◆ **ARTICLE**
○ ○ ○
Thursday, March 19, 2009

Haydn seek


My life has been enhanced considerably over the last few months by working my way through recordings of the complete Haydn Symphonies. What energy, what inventiveness, what humanity, and what sheer joy. And what a laudable absence of the histrionics that were soon to become an integral part of symphonic writing. I have been listening to Adam Fischer and the Austro-Hungarian Haydn Orchestra's cycle of the symphonies originally recorded for Nimbus and now relicensed to Brilliant Classics. My 33 CD set cost £66 delivered in the UK. The Austro-Hungarian Orchestra's performances are really quite excellent, and so is the sound. But the gold standard is Antal Dorati's cycle recorded with the Philharmonia Hungarica for Decca in the 1970s. When I was in Cambridge last week to see The Class I noticed the Dorati set (also 33 CDs) selling in Heffer's for £60. This is a limited period offer. The amazon.co.uk price is £66.98, and some Amazon resellers are down below £60. It is not hyperbole to say that at these prices the Fischer and Dorati sets offer two of the great cultural bargains of the decade - so don't hesitate.

Antal Dorati was one of those very rare musicians who was also a great human being. Born in Hungary into a Jewish family, he left Germany in 1933 when pressured to remove Jewish musicians from his chamber orchestra, and became a naturalised citizen of the United States in 1947. His posthumously published, and now sadly out-of-print, book For Inner and Outer Peace is a cry from the heart by a great creative artist and humanitarian. The book was completed in 1988, and is truly visionary in its coverage of subjects such as environmentalism, the power of the mass media, and the perils of weapons of mass destruction.

But the need to achieve inner peace was Antal Dorat's greatest pre-occupation. He turned to Christianiy, and the music he wrote towards the end of his life reflects his deep commitment to that faith. The BIS CD seen below includes his beautiful setting of the Pater Noster, and his melodrama which deals with the power of the mob through the Biblical story Jesus or Barabbas? But Antal Dorati also understood the contribution that Eastern thinking could make in the search for peace. This tantalising passage from For Inner and Outer Peace shows Dorati looking down the path that Benjamin Britten, Jonathan Harvey, John Cage, Thomas Merton, Lou Harrison, Philip Glass, Edmund Rubbra, Jordi Savall, Colin McPhee and others have followed in varying degrees:
It is a remarkable fact that - so far - perhaps every real champion of human peace (and there have been few of them compared to the innumerable false ones) began with the quest for that same "inner peace" which they themselves were never able to achieve.
○ ○ ○
Excerpts of location labeling data:
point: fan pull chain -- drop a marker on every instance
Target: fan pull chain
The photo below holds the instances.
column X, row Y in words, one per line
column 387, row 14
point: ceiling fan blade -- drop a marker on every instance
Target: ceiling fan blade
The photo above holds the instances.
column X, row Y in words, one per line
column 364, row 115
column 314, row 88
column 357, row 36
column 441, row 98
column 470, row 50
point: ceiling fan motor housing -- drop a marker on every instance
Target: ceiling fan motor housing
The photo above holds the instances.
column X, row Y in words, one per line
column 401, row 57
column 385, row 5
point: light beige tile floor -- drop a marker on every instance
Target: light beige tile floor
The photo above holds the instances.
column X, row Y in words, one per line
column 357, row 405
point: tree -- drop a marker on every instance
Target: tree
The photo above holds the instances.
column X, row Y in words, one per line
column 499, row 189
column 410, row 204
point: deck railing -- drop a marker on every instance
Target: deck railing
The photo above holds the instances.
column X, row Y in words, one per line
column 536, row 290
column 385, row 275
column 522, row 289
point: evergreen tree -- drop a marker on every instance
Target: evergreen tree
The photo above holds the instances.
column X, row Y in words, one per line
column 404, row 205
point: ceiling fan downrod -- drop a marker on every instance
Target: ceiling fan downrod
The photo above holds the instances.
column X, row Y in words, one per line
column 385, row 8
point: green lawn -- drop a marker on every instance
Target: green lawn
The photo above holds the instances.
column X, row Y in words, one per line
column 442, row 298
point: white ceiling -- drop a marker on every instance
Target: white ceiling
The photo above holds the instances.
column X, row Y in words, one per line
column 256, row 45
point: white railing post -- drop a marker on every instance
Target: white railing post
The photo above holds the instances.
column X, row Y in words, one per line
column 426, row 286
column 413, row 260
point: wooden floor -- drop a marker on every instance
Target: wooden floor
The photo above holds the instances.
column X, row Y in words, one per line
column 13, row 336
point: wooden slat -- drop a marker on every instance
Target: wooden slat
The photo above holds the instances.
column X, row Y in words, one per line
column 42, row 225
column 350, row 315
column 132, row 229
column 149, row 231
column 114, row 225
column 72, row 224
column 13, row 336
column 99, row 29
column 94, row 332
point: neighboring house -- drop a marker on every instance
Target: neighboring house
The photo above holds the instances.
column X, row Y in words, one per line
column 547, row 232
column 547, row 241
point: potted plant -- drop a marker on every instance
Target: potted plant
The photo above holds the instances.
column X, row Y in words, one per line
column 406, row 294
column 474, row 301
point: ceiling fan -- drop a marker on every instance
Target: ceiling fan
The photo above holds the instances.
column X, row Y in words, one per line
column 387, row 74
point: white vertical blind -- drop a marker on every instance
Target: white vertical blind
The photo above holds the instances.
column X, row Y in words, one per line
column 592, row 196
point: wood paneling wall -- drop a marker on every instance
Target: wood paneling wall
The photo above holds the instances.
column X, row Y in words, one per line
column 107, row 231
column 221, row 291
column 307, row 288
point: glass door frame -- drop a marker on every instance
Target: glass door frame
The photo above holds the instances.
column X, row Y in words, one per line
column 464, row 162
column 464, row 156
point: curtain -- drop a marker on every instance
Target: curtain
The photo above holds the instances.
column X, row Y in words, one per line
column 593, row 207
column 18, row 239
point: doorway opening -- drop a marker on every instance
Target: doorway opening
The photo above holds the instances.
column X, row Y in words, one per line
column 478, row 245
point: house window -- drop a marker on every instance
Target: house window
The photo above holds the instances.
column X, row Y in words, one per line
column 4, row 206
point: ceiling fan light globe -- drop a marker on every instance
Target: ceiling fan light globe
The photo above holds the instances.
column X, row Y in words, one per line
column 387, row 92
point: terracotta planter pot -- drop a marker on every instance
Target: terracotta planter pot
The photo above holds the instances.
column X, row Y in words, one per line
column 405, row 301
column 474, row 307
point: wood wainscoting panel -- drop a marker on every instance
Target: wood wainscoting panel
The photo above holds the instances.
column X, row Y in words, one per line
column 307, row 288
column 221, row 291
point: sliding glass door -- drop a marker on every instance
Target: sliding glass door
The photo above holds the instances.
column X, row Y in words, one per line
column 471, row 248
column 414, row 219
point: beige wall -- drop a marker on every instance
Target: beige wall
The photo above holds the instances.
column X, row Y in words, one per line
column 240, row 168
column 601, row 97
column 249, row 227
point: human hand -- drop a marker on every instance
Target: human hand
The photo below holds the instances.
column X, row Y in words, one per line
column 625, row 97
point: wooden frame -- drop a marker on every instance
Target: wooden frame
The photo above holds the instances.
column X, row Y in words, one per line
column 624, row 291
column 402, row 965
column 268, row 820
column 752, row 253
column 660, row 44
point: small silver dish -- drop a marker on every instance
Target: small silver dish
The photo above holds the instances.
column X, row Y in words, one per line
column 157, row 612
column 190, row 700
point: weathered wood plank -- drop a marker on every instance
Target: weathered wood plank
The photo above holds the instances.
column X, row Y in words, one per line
○ ○ ○
◆ **TASK DIRECTIONS**
According to the post on Haydn's symphonies, in what year did Antal Dorati become a naturalized citizen of the United States?

◆ **RESPONSE**
1947